Could you retype every line of the data underneath without altering anything?

──────── GIVEN ENTRIES

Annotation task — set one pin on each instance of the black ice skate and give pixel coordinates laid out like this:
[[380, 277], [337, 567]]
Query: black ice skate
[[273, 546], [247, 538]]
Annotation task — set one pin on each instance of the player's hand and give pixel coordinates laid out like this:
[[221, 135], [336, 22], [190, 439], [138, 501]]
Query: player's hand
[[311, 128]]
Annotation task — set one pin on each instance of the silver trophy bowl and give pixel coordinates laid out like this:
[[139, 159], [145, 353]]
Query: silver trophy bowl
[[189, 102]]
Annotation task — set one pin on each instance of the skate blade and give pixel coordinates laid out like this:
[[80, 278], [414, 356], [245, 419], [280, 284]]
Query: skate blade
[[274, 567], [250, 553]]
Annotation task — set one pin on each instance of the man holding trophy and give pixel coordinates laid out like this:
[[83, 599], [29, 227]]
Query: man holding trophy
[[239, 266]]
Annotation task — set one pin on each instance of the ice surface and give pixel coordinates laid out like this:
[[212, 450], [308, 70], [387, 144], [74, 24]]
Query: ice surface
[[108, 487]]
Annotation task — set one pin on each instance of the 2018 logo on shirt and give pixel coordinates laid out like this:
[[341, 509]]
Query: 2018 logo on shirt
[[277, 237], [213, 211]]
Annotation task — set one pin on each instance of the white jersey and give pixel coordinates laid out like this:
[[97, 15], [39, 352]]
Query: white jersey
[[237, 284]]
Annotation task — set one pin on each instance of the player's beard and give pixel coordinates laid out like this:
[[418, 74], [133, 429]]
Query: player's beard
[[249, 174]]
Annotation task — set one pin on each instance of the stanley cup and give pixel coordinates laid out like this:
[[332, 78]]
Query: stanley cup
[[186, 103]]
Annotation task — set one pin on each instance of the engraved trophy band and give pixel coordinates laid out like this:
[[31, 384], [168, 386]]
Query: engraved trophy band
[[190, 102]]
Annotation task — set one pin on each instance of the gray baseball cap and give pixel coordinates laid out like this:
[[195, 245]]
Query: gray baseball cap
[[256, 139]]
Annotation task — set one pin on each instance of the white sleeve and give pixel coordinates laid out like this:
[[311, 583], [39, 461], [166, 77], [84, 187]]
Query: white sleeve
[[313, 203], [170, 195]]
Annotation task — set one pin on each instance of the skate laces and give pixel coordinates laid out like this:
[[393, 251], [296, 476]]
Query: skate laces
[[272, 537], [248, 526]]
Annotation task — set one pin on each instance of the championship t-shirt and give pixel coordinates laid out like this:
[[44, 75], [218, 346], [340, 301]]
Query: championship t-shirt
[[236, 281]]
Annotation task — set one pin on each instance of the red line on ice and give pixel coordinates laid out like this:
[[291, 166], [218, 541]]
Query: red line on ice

────────────────

- [FINISHED EXERCISE]:
Annotation task — set one pin on each instance of the black ice skate and give pixel coordinates laid out like this:
[[380, 277], [337, 567]]
Query: black ice skate
[[273, 546], [247, 538]]
Annotation task — set one pin on each instance of the player's hand and give pixel coordinates laid out like this:
[[221, 135], [336, 22], [190, 439], [138, 501]]
Query: player's hand
[[311, 128]]
Annotation task — set one pin on each instance of the silver trophy bowl and give pixel coordinates laid out like this:
[[139, 159], [145, 353]]
Query: silver trophy bowl
[[189, 102]]
Annotation task — set one pin on each instance of the skate blade and give pixel coordinates laid out like this:
[[80, 278], [414, 356], [245, 419], [280, 284]]
Query: skate blade
[[274, 567], [250, 553]]
Annotation task — set one pin on each instance of the man holding trophy and give pixel coordinates laid out like this:
[[83, 599], [29, 227]]
Query: man holding trophy
[[239, 266]]
Annotation task — set one pin on each instance of the ice surface and give pixel coordinates laid out like this:
[[212, 450], [308, 70], [387, 144], [74, 24]]
Query: ice surface
[[108, 487]]
Annotation task — set one pin on each instance of the 2018 logo on shirt and give pixel coordinates laid out like this:
[[341, 509]]
Query: 2018 logo on shirt
[[277, 237], [213, 211]]
Annotation task — set one pin on each instance of the white jersey and give pixel coordinates laid out like this:
[[97, 15], [39, 352]]
Query: white jersey
[[237, 284]]
Annotation task — set one pin on each instance of the player's beard and give pixel coordinates laid out like this:
[[418, 74], [133, 429]]
Query: player's beard
[[249, 174]]
Annotation task — set one pin on each instance of the stanley cup and give pixel coordinates laid out like this:
[[332, 78]]
Query: stanley cup
[[186, 103]]
Annotation task — set one pin on each instance of the engraved trophy band and give pixel coordinates laid out like this:
[[31, 384], [168, 386]]
Query: engraved trophy band
[[190, 102]]
Annotation task — set one pin on each instance of the gray baseball cap and give pixel coordinates laid out like this:
[[195, 245]]
Query: gray baseball cap
[[256, 139]]
Annotation task — set one pin on each instance of the white sleeve and give pixel coordinates laid out like this:
[[311, 583], [39, 461], [166, 77], [84, 187]]
Query: white sleeve
[[313, 203], [170, 195]]
Annotation task — set one pin on each instance of the skate laces and give pixel coordinates laid out like this:
[[393, 251], [296, 476]]
Query: skate laces
[[272, 537], [248, 526]]
Annotation task — set one pin on each instance of the championship t-shirt and give pixel coordinates laid out like this:
[[44, 75], [218, 346], [340, 301]]
Query: championship t-shirt
[[236, 281]]
Annotation task — set one pin on each instance of the red line on ice and give pixel coordinates laid out like this:
[[291, 166], [218, 541]]
Query: red line on ice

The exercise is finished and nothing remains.